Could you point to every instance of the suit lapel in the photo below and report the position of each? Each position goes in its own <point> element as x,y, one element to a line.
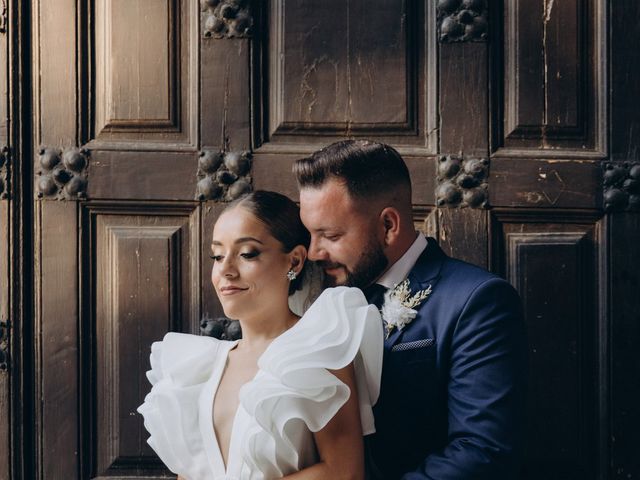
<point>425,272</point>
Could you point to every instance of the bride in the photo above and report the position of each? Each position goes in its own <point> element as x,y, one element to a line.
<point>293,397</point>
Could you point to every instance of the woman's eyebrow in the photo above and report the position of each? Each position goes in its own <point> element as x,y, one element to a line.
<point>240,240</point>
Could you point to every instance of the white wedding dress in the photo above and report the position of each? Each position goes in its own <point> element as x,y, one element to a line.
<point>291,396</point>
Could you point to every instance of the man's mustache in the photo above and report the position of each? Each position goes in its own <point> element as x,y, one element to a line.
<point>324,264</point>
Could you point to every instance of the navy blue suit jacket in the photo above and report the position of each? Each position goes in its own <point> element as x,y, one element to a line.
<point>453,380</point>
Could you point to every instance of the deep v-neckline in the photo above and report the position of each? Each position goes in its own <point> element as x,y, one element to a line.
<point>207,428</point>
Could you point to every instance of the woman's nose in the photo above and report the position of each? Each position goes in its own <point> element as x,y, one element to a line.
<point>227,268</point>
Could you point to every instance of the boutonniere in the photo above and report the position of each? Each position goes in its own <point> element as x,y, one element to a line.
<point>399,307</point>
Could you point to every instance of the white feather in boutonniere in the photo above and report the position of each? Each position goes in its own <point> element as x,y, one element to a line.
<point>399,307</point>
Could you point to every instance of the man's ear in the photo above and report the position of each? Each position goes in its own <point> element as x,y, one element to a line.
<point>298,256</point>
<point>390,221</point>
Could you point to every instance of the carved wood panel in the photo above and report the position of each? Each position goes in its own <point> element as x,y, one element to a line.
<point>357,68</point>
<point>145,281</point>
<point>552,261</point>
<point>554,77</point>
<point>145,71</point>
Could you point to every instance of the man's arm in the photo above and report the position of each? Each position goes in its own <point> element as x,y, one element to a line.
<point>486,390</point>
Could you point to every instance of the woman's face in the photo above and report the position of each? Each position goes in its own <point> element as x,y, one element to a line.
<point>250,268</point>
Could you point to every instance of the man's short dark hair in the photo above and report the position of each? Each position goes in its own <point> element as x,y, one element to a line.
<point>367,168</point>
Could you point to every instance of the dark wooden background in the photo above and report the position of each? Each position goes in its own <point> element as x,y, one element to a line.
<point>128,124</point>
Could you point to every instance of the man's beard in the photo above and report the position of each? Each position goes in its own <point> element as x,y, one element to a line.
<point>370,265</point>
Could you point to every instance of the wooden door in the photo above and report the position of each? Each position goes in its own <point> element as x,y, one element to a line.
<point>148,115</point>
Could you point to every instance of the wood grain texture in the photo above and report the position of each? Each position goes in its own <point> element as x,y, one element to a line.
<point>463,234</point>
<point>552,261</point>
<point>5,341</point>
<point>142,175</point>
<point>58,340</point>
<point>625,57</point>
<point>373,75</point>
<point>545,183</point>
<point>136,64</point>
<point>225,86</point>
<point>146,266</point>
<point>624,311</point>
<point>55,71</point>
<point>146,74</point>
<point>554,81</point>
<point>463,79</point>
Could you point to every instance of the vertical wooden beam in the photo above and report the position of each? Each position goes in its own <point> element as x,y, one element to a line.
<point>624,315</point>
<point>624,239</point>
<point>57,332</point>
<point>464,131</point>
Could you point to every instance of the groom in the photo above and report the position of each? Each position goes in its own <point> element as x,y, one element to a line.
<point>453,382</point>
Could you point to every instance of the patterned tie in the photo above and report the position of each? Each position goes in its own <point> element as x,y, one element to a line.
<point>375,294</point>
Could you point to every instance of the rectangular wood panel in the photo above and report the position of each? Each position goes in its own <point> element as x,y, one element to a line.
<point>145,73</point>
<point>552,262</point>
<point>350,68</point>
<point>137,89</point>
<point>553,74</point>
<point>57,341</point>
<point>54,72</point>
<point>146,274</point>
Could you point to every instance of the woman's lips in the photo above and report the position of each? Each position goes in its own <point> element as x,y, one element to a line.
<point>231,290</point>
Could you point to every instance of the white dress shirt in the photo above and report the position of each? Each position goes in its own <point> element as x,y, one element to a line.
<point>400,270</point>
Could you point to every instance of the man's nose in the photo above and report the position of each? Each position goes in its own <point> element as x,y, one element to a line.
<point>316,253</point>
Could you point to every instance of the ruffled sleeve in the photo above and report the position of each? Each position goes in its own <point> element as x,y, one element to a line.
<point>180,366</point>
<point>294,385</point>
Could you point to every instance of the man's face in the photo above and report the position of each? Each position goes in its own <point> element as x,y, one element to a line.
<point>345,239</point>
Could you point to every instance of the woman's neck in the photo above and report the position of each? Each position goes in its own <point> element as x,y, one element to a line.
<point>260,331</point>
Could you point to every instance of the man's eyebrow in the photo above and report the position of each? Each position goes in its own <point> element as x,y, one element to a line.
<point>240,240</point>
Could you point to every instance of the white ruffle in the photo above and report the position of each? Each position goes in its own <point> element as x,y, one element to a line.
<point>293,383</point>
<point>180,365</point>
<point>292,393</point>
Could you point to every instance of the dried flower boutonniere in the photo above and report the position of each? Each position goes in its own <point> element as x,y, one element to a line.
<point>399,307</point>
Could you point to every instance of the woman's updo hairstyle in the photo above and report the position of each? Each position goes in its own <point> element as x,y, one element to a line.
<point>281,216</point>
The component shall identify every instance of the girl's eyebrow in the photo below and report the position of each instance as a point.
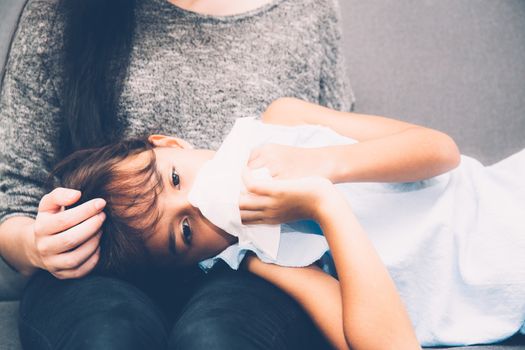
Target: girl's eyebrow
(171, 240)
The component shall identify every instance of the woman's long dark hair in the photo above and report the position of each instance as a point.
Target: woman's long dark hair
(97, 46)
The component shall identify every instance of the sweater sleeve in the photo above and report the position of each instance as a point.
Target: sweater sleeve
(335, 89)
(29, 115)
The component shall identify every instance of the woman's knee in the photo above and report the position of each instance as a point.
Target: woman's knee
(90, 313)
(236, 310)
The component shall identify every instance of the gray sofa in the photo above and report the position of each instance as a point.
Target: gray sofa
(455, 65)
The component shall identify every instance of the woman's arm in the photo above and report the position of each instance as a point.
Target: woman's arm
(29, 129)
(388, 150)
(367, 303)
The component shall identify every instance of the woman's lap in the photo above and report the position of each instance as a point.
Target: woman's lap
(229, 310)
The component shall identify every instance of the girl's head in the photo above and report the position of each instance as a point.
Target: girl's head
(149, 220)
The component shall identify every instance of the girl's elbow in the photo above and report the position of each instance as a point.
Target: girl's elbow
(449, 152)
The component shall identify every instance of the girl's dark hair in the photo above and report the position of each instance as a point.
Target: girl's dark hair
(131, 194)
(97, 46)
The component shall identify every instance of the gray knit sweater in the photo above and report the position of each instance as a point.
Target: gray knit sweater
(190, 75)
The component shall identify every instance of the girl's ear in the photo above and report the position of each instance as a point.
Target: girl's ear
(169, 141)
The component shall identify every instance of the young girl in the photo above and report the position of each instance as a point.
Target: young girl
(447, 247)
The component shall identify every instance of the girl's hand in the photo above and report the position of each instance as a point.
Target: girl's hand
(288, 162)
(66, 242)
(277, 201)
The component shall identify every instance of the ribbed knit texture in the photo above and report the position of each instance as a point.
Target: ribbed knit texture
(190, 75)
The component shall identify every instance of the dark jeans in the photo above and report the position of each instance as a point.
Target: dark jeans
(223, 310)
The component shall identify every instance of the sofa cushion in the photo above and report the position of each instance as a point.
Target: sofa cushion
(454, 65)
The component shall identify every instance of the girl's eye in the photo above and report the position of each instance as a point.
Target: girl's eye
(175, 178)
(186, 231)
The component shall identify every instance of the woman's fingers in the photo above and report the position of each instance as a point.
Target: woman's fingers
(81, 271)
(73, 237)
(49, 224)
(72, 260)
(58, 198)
+--
▶ [Work required]:
Retype all entries above verbatim; no pictures belong in the copy.

▶ [Response for this exercise]:
Could you point to every instance of the suit lapel in the photo below and report the position of each? Each position goes in its own <point> element as x,y, one element to a line.
<point>425,272</point>
Could you point to every instance of the bride in the photo above and report the position of each? Each position goes in its own <point> element as x,y, one element to a line.
<point>293,397</point>
Could you point to every instance of the woman's eyebrow in the photo above and report the position of each? Each position goes in its own <point> element as x,y, one element to a line.
<point>240,240</point>
Could you point to every instance of the white wedding dress in the photo above and report the position of each? Each position goes in its own <point> element as x,y, one element to a line.
<point>291,396</point>
Could you point to every instance of the man's mustache in the photo above and report the position of each? Each position goes in its own <point> element as x,y, one element to a line.
<point>324,264</point>
Could you point to every instance of the navy blue suit jacket in the photo above and report the position of each? Each position goes in its own <point> element as x,y, one element to a line.
<point>453,380</point>
Could you point to every instance of the deep v-neckline in the photo above and report the position of each? Each position goes in its own <point> element as x,y, one element to a line.
<point>207,428</point>
Could you point to every instance of the woman's nose in the photo above and report the position of each? Each position goes in its own <point> element as x,y, one element to a line.
<point>227,268</point>
Could you point to every instance of the boutonniere in the photo above and report the position of each? Each position goes in its own <point> element as x,y, one element to a line.
<point>399,307</point>
Could you point to every instance of the white feather in boutonniere in the photo above and report the position of each? Each position goes in its own <point> element as x,y, one element to a line.
<point>399,307</point>
Could you point to every instance of the man's ear in the photo above and report the position of each? Each position goes in its own <point> element as x,y, one element to a line.
<point>298,256</point>
<point>390,221</point>
Could you point to every instance of the carved wood panel in the photo above and report the position of each? Each position goes in its own <point> element as x,y, one element to a line.
<point>357,68</point>
<point>145,281</point>
<point>552,261</point>
<point>554,77</point>
<point>145,71</point>
Could you point to every instance of the man's arm in the photo above and report the position of each? Each position goes in its own <point> element as x,y, one element to a line.
<point>486,390</point>
Could you point to every instance of the woman's face in the photo above and report the position of each? Each position goes in its own <point> element as x,y, one element to a line.
<point>250,268</point>
Could you point to every instance of the man's short dark hair in the photo above and report the position of each? Each position goes in its own <point> element as x,y, one element to a line.
<point>367,168</point>
Could you point to every instance of the dark wooden background in the photo above and report the position of each? Each position goes in its own <point> element as x,y, one element to a line.
<point>128,124</point>
Could you point to every instance of the man's beard in the photo above and report the position of each? Each position goes in its own <point> element as x,y, one element to a line.
<point>370,265</point>
Could you point to every instance of the wooden door in the photo above and report the position of each? Each position goes in its own <point> element as x,y, one element to a line.
<point>148,115</point>
Could you point to every instance of the wood grain texture in the photo above and report the position of each? Each position goes in its own <point> element as x,y, one element to a line.
<point>463,234</point>
<point>552,261</point>
<point>5,341</point>
<point>142,175</point>
<point>58,340</point>
<point>625,57</point>
<point>373,75</point>
<point>545,183</point>
<point>136,64</point>
<point>225,86</point>
<point>146,266</point>
<point>624,311</point>
<point>55,71</point>
<point>146,74</point>
<point>554,81</point>
<point>463,79</point>
Could you point to every instance of the vertical wooden beam in the photo above and report the position of each? Each position goes in its own <point> element as x,y, one element to a line.
<point>624,315</point>
<point>624,239</point>
<point>57,332</point>
<point>464,131</point>
Could you point to every instance of the groom in the photo above and report the position of each? Each position goes in its own <point> element as x,y, one element to a line.
<point>453,382</point>
Could you point to every instance of the patterned tie in the photo above and report the position of each? Each position goes in its own <point> element as x,y, one element to a line.
<point>375,294</point>
Could you point to every instance of the rectangular wood panel in the photo above and report the position of each? Each position goes in its own <point> element as x,y, one element to a line.
<point>145,73</point>
<point>552,262</point>
<point>350,68</point>
<point>137,89</point>
<point>553,74</point>
<point>57,341</point>
<point>54,72</point>
<point>146,274</point>
Could you point to every instance of the woman's lips in the photo above and report the position of each? Each position goes in its own <point> element as x,y, one element to a line.
<point>231,290</point>
Could you point to every instance of the white dress shirt in the photo above and report the position of each? Each position goes in its own <point> element as x,y, one element to a line.
<point>400,270</point>
Could you point to every instance of the man's nose in the photo above and report the position of each? Each position goes in its own <point> element as x,y, one element to a line.
<point>316,253</point>
Could you point to every instance of the ruffled sleeve in the photo above and report the position of each? Each position goes in its own <point> element as x,y, one element to a line.
<point>180,366</point>
<point>294,385</point>
Could you point to every instance of the man's face in the photo above and report the position of each? Each position goes in its own <point> element as x,y, one element to a line.
<point>345,239</point>
Could you point to every instance of the woman's neck in the photo above and report the position of each? Each position goes in its own <point> element as x,y, one element to a line.
<point>260,331</point>
Could you point to every instance of the man's eyebrow in the photo above and report the position of each? Each position goes in its own <point> element as x,y, one element to a line.
<point>240,240</point>
Could you point to every instance of the white ruffle in the photo above and report the position of each? Each position goes in its own <point> element as x,y, one element to a line.
<point>293,383</point>
<point>180,365</point>
<point>292,393</point>
Could you point to every instance of the dried flower boutonniere in the photo above and report the position of each? Each position goes in its own <point> element as x,y, one element to a line.
<point>399,307</point>
Could you point to every instance of the woman's updo hairstyle in the photo above and report the position of each? Each position goes in its own <point> element as x,y, one element to a line.
<point>281,216</point>
The component shall identify every instance of the girl's eyebrow in the photo below and report the position of each instance as a point.
Target: girl's eyebrow
(171, 240)
The component shall identify every instance of the woman's long dark hair in the photo above and report the position of each instance as a point.
Target: woman's long dark hair
(97, 46)
The component shall identify every instance of the sweater sleeve in the photo above and report the position of each instance as a point.
Target: sweater sleeve
(335, 89)
(29, 115)
The component shall identify every instance of the woman's knee in the photo above and report the position of each instance as a point.
Target: woman's knee
(90, 313)
(236, 310)
The component shall identify every instance of the gray sofa in the photo above and report the position of each instance as a point.
Target: gray sofa
(455, 65)
The component shall identify every instance of the woman's arm in the photo above and report the position of each instance as a point.
Target: woman's arm
(29, 129)
(388, 150)
(367, 303)
The component shall identify every instance of the woman's lap in the photo above and report the position of each instance as a point.
Target: woman's lap
(229, 310)
The component shall identify every instance of the girl's head in the photo above and report the position of each instance as a point.
Target: girl's head
(149, 220)
The component shall identify every instance of the girl's elbow in the photo above and report the position of each instance as a point.
Target: girl's elbow
(449, 152)
The component shall identify every instance of the girl's dark hair in the photo above and report the position of each instance as a point.
Target: girl's dark hair
(131, 194)
(97, 46)
The component shall identify every instance of the gray knit sweater in the photo above and report the position of each instance as a point.
Target: gray knit sweater
(190, 75)
The component shall identify every instance of the girl's ear in the photo above and report the position of each instance as a point.
Target: girl's ear
(169, 141)
The component shall identify every instance of the young girl in the photo above and report the position of each instance as a point.
Target: young girl
(447, 247)
The component shall identify every instance of the girl's hand in the photo above and report the position of each instance as a point.
Target: girl's hand
(288, 162)
(66, 242)
(277, 201)
The component shall identify every instance of the ribbed knit texture in the photo above and report the position of each instance as a point.
Target: ribbed knit texture
(190, 75)
The component shall identify every instance of the dark jeans in the photo above and report the position of each instance as a point.
Target: dark jeans
(223, 310)
The component shall identify every instance of the sofa cushion in the photo above and report the position of each instance as a point.
Target: sofa cushion
(454, 65)
The component shall identify every instance of the girl's eye in the photo above and report the position of each instance as a point.
Target: girl's eye
(175, 178)
(186, 231)
The component shall identify every instance of the woman's fingers in the photo above and report the position of each instance as a point.
Target: woman's fingers
(81, 271)
(73, 237)
(49, 224)
(72, 260)
(58, 198)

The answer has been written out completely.